INSTRUCTIONS TO FOLLOW: Can you edit the records below so that each "bounding box" becomes "enclosing rectangle", with everything else kept the same?

Entries from a dataset:

'''

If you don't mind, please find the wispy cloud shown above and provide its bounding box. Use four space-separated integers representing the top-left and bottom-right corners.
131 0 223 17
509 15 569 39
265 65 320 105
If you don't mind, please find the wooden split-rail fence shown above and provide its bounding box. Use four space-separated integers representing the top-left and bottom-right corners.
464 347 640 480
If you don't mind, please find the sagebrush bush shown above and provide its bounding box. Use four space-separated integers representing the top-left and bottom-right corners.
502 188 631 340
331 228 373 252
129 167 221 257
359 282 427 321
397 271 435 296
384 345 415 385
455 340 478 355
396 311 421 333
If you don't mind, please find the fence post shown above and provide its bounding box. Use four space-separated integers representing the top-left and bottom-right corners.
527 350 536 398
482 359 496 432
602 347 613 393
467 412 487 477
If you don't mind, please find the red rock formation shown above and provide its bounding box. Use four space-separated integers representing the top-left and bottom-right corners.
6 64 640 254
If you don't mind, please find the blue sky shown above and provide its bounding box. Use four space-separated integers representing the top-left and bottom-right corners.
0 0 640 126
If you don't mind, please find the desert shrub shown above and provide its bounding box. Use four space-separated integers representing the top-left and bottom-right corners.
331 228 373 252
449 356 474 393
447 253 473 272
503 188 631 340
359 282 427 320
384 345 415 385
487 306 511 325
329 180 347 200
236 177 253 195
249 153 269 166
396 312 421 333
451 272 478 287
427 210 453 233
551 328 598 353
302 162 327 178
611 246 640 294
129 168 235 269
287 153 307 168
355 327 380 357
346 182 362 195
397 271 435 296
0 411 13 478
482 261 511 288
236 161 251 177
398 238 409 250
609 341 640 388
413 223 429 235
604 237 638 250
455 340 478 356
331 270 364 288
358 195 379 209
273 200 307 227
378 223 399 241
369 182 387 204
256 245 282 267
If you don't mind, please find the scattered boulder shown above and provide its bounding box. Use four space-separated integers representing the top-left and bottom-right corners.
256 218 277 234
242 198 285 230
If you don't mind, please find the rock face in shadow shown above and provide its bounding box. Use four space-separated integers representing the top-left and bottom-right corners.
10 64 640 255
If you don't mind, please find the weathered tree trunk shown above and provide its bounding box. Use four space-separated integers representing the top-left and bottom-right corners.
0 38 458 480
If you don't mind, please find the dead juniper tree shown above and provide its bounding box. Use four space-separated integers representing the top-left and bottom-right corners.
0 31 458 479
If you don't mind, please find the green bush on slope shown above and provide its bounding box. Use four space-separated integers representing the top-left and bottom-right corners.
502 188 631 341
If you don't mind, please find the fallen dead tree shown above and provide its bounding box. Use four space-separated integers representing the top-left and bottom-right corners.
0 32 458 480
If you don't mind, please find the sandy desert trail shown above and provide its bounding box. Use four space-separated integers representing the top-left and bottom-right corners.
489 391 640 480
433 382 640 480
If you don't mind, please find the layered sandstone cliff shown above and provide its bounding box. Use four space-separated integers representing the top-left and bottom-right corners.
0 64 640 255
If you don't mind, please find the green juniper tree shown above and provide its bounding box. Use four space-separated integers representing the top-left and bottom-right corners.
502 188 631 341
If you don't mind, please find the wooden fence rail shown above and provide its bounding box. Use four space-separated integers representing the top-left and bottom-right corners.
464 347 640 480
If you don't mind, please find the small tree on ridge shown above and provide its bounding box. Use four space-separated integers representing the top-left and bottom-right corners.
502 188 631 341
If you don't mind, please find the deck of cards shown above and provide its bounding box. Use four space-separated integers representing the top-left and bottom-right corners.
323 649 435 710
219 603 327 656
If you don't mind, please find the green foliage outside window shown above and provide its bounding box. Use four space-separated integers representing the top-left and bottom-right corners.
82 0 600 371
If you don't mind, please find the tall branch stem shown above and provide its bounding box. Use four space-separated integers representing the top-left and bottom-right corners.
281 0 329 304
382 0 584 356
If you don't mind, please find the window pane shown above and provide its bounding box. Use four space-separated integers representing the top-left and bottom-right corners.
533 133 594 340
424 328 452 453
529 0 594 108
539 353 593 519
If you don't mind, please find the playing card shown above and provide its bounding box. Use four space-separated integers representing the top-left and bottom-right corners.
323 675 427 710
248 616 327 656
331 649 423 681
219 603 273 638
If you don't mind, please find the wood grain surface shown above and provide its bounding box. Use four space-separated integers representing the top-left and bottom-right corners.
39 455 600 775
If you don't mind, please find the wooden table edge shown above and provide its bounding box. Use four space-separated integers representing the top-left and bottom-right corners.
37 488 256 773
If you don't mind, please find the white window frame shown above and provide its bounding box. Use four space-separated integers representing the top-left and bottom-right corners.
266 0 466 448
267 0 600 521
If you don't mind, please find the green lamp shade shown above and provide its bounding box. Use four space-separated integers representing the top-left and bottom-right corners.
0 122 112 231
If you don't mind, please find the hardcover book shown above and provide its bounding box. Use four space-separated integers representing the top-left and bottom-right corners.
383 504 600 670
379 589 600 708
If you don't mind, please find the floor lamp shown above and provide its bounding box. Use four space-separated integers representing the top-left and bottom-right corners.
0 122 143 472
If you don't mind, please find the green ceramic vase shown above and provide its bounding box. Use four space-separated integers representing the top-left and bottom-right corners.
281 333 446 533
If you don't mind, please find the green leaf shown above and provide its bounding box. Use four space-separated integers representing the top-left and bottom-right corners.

'''

EXERCISE ANSWER:
If you don't mind, please find the wispy cloud shown above and provide its enclosing rectangle. Use four space-separated integers representing the top-left and bottom-right corners.
131 0 223 17
509 15 569 39
265 65 320 105
If you don't mind, please find the wooden split-rail fence shown above and provide its enclosing rectangle. Use four space-separated integers representing the top-left and bottom-right corners.
464 347 640 480
If you don't mind, please find the sagebrush bush shown above and provide its enclosing rectangle. Use four space-separated integers representing the top-left and bottom-right corners.
502 188 631 340
331 228 373 252
129 167 221 257
359 282 427 321
397 271 435 296
384 345 415 385
455 340 478 355
396 311 421 333
If you don't mind, please find the fence post shown above and provide its enclosing rectangle. Use four space-separated integers representing the top-left and bottom-right corners.
527 350 536 398
482 359 496 432
602 347 613 393
467 412 487 477
If you don't mind, please find the red rock formation shown above and provide its enclosing rectangle. Use four space-separated integers representing the top-left and bottom-right corners.
6 64 640 254
If you don't mind, please find the blue sky shown above and provide its enclosing rectangle. Use four space-separated integers representing the top-left and bottom-right corners.
0 0 640 126
If you don't mind, please find the desert shrub shown above and provide its enclosing rectangle. Use four space-separated integers representing the top-left and bottom-right corners.
331 228 373 252
449 356 474 393
447 253 473 272
503 188 631 340
359 282 427 320
384 345 415 385
487 306 511 325
329 180 347 200
236 177 253 195
249 153 269 166
396 312 421 333
451 272 478 287
427 210 453 233
551 328 598 353
302 162 327 178
611 246 640 294
129 168 235 269
287 153 307 168
355 327 380 357
346 182 362 195
397 271 435 296
0 411 13 478
482 261 511 288
236 161 251 177
398 238 409 250
609 341 640 388
413 223 429 235
604 237 638 250
455 340 478 356
331 270 364 288
358 195 379 209
273 200 307 227
378 223 399 241
369 182 387 204
256 245 282 267
If you don't mind, please find the scattered boulder shown above and provide its enclosing rectangle. Use four space-separated integers representing the top-left and bottom-right corners.
256 218 277 234
242 198 285 230
If you don't mind, please find the rock face in shadow shown above and provide its enclosing rectangle. Use four space-separated integers representing the top-left and bottom-right corners.
10 64 640 255
If you don't mind, please find the weathered tree trunk shown above and provide its enclosing rectangle. Use four space-separated integers representing the top-left and bottom-right corners.
0 38 458 480
If you don't mind, please find the dead juniper tree shown above and provide its enclosing rectangle. Use four space-separated integers representing the top-left and bottom-right corners.
0 31 458 479
If you don't mind, please find the green bush on slope shown above and provide its enclosing rectangle. Use four space-separated integers representing the top-left and bottom-right corners.
502 188 631 341
If you don't mind, please find the fallen dead tree shown above and provide its enclosing rectangle. Use four space-separated integers representing the top-left and bottom-right corners.
0 32 458 480
If you don't mind, please find the sandy desert trail shown above and provide its enclosing rectangle. Use four space-separated integers representing the top-left and bottom-right corners.
489 391 640 480
433 382 640 480
If you don't mind, please find the layered sandstone cliff shown above and provide its enclosing rectangle. Use four space-separated integers representing the top-left and bottom-right corners.
0 64 640 255
If you don't mind, please find the green juniper tree shown above and provide its enclosing rectangle. Use four space-separated integers representing the top-left and bottom-right corners.
502 188 631 341
If you don't mind, please find the wooden fence rail shown above and provide its enclosing rectangle. Use four space-separated integers representing the top-left and bottom-right corners.
464 347 640 480
If you don't mind, please find the small tree on ridge shown above and provide its enclosing rectangle. Use four space-separated integers representing the top-left and bottom-right corners.
502 188 631 341
If you don't mind, please find the deck of cards shown above and provide its enclosing rectangle. Use four space-separated integers representing the top-left and bottom-right corners.
323 649 435 710
219 603 327 656
If you don't mind, please find the green foliage outside window shown above and provide its enclosing rectangle. Use four space-separated integers representing the top-left and bottom-right corners.
82 0 600 371
If you don't mind, please find the tall branch stem shown above and provide its enclosing rectangle. Use four space-separated integers representing the top-left and bottom-right corners.
281 0 329 304
382 0 584 356
If you don't mind, please find the window pane shown above and provide its enclosing rectangle. Use four space-separated integers representing the top-left and bottom-right corners.
533 133 594 340
424 328 452 453
529 0 594 108
539 353 593 519
If you don't mind, please find the playing card shown above and provide its enclosing rectangle. Use four space-separated integers representing the top-left and bottom-right corners.
323 675 427 710
248 616 327 656
331 649 423 681
219 603 273 638
If you don't mind, please find the wood grain surface shown above and provide its enclosing rectangle. Use four space-separated integers representing the top-left and bottom-right corners.
39 455 600 775
If you don't mind, please find the wooden table edge shown above and provide its enclosing rectangle. Use four space-separated integers representing the top-left and bottom-right corners.
37 488 256 773
If you don't mind, please find the white window frame shown above and provide its enclosing rectangle. Use four space-separated integers representing the top-left and bottom-right corners.
266 0 466 448
267 0 600 521
If you don't mind, please find the green lamp shade shown above and provide its enclosing rectangle. Use four space-separated integers representing the top-left and bottom-right corners.
0 122 112 231
If you don't mind, please find the hardcover book shown above and provide its enclosing rectangle. Use four space-separated integers representing the top-left and bottom-right corners.
383 504 600 670
379 589 600 708
If you don't mind, please find the floor lamp shown above and provide its enclosing rectangle. Use four space-separated integers representing the top-left and bottom-right corners.
0 122 143 472
If you don't mind, please find the green ceramic vase shown above and provide its enclosing rectangle. Use four space-separated integers representing the top-left and bottom-right corners.
281 333 446 533
If you don't mind, please find the green leaf shown above and provide its enclosing rectangle. Use four space-separated integers representing the top-left and bottom-right corners.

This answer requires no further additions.